Texto extraído:
────────────────────

Erros na pratica

Texto de Shunryu Suzuki, extraído do livro
Mente ZEN, mente de principiante

“Quando sua prática é um tanto ambiciosa é aí que você desanima com ela. Logo, você deveria ser grato por receber um sinal, um aviso mostrando o ponto fraco de sua prática. “

É necessário compreender que há diversas formas impróprias de praticar. Geralmente, quando você começa a praticar zazen, torna-se muito idealista e estabelece um modelo ou uma meta que você luta por alcançar e realizar. Mas, como já disse várias vezes, isso é um contra-senso. Ao ser idealista, você alimenta alguma idéia de ganho; no momento em que alcançar seu ideal ou objetivo, sua idéia de ganho ira criar um novo ideal. Portanto, enquanto sua prática estiver fundada em uma idéia de ganho e você fizer zazen de forma idealista, não haverá tempo que chegue para atingir de fato o seu ideal. Alem do mais, você estará sacrificando o próprio cerne de sua prática. Porque ao colocar seu objetivo sempre a frente, você estará prejudicando-se agora por um ideal futuro. Assim não se consegue nada. Isso carece de sentido; não é absolutamente uma prática adequada. Mas pior ainda que essa atitude idealista é praticar zazen competindo com outra pessoa. Essa é uma maneira pobre e desprezível de praticar. Nossa maneira Soto de praticar enfatiza o shikan taza, ou seja, simplesmente sentar-se . Na verdade, não temos nenhum nome especial para nossa prática; quando praticamos zazen apenas praticamos e, quer encontremos ou não alegria nessa prática, simplesmente a realizamos. Mesmo que estejamos com sono ou cansados de praticar zazen, pelo fato de repetir a mesma coisa dia após dia, mesmo assim, continuamos nossa prática. Haja ou não alguém que encoraje nossa prática, nós simplesmente a fazemos. Mesmo que você pratique zazen sozinho, sem um mestre, penso que encontrará maneiras de saber se sua prática é adequada ou não.

────────────────────

Linhas de dados:

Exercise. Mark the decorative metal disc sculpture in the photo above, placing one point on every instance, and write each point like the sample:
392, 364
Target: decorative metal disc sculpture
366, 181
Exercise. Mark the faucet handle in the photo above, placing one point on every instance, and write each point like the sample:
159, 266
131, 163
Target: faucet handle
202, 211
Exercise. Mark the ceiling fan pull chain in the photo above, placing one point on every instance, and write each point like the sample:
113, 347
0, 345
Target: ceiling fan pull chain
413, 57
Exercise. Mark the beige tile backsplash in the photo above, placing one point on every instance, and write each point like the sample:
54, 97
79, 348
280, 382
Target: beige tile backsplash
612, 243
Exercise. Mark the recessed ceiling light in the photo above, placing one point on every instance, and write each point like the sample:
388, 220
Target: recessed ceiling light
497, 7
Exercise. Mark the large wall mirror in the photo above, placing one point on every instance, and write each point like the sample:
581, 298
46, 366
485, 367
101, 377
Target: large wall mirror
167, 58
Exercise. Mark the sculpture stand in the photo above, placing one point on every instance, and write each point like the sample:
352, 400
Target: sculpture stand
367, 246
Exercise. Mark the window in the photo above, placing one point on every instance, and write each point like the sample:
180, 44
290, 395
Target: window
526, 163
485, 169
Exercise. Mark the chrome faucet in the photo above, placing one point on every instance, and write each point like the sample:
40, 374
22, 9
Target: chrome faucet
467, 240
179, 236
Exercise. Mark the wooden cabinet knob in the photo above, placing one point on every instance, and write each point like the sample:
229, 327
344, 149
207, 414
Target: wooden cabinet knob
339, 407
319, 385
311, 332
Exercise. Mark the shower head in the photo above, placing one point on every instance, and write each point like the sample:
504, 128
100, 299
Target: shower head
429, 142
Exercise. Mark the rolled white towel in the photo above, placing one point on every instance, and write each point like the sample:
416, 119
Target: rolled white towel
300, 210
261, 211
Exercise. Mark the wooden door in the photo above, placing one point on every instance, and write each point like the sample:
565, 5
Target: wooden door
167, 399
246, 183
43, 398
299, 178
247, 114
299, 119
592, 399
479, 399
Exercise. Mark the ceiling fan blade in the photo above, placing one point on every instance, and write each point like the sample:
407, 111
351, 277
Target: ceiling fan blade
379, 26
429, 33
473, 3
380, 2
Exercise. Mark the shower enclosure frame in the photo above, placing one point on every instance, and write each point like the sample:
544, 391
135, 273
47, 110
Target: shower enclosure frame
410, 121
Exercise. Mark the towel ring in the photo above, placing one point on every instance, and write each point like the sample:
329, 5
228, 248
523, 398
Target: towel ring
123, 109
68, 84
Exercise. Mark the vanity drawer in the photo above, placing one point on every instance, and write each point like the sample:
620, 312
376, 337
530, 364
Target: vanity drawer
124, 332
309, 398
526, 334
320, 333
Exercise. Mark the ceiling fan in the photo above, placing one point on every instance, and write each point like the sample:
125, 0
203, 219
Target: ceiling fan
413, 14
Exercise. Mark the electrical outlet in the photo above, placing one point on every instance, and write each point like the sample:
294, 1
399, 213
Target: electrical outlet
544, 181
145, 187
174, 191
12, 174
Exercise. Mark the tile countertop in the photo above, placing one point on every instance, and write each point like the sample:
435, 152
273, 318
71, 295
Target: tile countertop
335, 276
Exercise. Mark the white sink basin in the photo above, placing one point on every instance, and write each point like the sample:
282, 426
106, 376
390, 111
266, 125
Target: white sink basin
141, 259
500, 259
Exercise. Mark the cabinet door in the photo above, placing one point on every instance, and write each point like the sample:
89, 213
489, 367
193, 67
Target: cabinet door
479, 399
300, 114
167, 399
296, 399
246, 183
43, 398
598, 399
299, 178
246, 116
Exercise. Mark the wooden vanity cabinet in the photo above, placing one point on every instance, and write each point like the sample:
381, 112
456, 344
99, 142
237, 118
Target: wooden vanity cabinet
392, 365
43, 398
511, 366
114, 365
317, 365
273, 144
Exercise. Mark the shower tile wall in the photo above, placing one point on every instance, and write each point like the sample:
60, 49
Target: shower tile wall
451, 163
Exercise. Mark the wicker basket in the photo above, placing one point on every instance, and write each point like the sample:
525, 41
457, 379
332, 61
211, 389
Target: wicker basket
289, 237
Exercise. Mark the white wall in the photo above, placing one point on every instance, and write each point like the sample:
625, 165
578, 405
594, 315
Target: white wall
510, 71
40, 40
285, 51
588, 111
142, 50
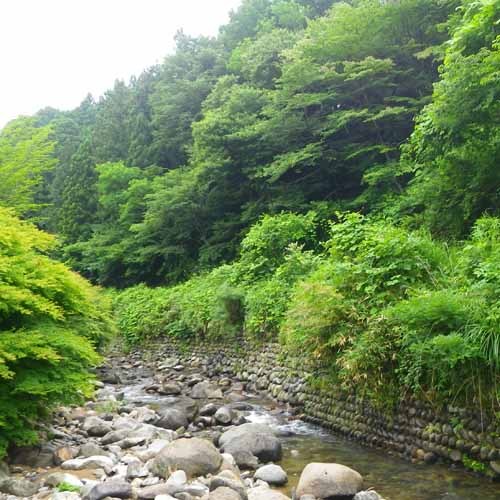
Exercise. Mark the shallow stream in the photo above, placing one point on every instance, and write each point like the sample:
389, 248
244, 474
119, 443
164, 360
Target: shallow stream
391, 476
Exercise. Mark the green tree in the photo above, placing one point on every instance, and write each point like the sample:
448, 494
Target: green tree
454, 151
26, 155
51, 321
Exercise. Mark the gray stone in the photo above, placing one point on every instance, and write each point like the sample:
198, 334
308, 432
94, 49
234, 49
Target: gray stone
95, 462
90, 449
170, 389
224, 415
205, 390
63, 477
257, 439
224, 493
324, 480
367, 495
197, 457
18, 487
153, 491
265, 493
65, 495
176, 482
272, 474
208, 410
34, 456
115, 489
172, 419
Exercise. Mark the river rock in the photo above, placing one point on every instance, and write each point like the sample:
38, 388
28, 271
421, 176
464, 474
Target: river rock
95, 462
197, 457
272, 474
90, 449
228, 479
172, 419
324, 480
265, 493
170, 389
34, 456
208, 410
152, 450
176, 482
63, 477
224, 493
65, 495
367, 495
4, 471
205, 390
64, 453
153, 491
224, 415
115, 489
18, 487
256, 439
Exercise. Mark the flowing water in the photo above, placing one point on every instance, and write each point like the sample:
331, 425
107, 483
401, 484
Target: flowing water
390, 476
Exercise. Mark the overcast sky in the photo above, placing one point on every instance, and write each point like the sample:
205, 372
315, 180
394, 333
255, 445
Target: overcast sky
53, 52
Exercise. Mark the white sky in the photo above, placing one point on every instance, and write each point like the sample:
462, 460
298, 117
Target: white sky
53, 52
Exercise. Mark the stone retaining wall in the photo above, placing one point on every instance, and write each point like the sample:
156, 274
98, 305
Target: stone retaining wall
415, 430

────────────────────

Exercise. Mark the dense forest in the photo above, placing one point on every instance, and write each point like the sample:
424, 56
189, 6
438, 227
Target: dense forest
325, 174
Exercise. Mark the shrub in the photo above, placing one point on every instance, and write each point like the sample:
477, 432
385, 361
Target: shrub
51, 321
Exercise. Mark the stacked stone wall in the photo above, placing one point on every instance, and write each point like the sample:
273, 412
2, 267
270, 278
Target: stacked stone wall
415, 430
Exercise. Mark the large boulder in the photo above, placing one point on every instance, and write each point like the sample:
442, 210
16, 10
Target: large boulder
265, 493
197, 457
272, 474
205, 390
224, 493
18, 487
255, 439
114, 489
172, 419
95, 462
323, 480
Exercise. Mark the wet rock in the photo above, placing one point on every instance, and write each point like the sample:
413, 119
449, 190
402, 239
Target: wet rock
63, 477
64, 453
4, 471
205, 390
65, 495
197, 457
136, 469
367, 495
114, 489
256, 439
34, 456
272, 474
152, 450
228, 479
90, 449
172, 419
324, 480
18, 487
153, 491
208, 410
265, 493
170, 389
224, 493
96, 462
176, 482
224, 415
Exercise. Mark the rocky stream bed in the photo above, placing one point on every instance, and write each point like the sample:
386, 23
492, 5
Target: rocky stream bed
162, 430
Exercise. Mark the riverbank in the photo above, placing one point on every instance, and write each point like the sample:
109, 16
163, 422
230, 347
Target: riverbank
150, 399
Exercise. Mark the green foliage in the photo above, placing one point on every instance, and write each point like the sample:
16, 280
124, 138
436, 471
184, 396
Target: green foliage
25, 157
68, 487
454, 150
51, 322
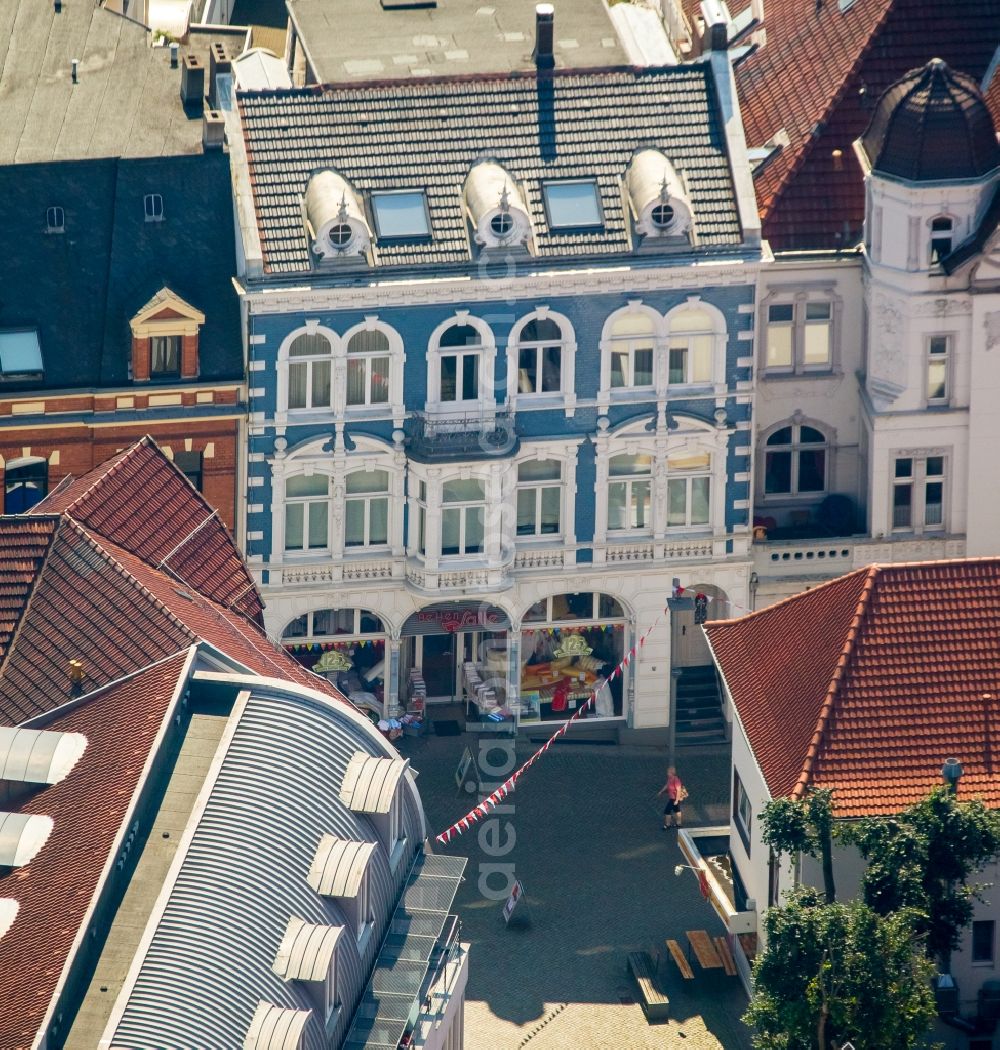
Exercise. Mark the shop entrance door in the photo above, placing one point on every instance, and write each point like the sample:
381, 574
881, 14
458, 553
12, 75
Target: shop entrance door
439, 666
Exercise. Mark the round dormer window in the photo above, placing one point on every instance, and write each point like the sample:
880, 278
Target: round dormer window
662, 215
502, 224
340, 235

────────────────────

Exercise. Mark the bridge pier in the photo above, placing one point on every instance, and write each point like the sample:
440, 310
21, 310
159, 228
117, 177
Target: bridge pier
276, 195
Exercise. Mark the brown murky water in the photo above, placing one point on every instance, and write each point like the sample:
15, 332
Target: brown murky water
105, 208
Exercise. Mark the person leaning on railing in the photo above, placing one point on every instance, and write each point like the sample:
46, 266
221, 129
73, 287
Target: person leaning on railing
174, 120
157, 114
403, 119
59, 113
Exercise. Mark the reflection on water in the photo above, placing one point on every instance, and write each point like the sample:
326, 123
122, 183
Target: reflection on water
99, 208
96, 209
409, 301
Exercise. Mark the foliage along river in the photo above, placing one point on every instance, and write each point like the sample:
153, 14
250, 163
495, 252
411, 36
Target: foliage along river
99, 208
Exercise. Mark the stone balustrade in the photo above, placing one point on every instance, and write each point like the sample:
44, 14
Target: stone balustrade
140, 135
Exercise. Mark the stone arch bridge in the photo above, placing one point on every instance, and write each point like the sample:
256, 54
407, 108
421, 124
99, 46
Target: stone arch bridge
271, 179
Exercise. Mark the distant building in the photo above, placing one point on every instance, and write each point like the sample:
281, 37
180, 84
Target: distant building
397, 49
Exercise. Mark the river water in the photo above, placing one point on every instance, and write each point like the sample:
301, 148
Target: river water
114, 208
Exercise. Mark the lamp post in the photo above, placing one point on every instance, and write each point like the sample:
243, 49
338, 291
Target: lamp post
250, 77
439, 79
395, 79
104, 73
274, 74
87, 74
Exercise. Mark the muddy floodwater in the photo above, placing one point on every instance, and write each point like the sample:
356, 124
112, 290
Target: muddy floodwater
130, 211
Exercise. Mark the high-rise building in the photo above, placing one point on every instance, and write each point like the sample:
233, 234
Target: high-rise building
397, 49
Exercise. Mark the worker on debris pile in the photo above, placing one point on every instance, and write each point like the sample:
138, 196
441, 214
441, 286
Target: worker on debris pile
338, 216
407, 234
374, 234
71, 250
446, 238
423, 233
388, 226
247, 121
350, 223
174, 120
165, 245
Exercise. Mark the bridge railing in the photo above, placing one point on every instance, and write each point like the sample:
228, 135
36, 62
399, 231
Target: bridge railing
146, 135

────────────────────

Resuma em duas frases o texto sobre os erros na prática do zazen.

Praticar zazen de modo idealista, lutando por uma meta, alimenta uma ideia de ganho que sempre cria um novo ideal, sacrifica o próprio cerne da prática e não leva a nada, e pior ainda é praticar competindo com outra pessoa. Na maneira Soto, que enfatiza o shikan taza, ou seja, simplesmente sentar-se, o zazen é apenas praticado, haja ou não alegria, sono, cansaço ou alguém que encoraje a prática.